### WHAT THIS TASK INVOLVES
In the entries below, find the line with "# drop a dot on each instance of the dry" and the line with "# Target: bird's wing". Reproduce those two lines and every line between them exactly, and nothing more.

----- GIVEN RECORDS -----

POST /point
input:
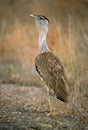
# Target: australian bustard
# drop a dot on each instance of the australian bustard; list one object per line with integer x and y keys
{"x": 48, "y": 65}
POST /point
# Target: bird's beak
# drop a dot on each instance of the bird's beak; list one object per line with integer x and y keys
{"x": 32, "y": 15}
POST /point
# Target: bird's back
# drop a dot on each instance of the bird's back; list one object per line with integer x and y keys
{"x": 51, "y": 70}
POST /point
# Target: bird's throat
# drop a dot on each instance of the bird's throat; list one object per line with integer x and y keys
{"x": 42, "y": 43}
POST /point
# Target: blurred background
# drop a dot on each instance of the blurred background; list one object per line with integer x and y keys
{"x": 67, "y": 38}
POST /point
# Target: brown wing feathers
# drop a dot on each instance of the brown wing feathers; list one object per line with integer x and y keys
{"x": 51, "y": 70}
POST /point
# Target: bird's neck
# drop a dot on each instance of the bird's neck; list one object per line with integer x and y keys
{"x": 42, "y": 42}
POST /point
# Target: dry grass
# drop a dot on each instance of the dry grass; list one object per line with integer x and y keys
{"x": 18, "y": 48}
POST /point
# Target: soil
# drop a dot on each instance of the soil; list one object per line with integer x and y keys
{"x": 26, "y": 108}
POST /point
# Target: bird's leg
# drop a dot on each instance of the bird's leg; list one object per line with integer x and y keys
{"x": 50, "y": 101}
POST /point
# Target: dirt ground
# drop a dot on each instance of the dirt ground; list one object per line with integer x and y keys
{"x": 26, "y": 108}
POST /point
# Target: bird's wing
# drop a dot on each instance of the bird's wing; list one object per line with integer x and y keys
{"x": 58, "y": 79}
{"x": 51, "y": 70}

-----
----- GIVEN RECORDS -----

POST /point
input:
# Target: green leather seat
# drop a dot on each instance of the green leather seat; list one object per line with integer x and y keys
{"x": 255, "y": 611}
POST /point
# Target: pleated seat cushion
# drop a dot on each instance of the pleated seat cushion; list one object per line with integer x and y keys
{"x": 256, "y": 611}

-----

### WRITTEN SOLUTION
# drop a dot on each instance of the dry grass; list one object per line with integer x and y keys
{"x": 18, "y": 48}
POST /point
# Target: soil
# drop a dot on each instance of the soil; list one object per line with integer x and y keys
{"x": 26, "y": 108}
POST /point
# Target: bird's leg
# drop a dot on each instance of the bird's leg; list one object per line with integer x and y keys
{"x": 50, "y": 101}
POST /point
# Target: dirt ground
# drop a dot on each instance of the dirt ground; list one object per line with integer x and y keys
{"x": 26, "y": 108}
POST /point
# Target: bird's wing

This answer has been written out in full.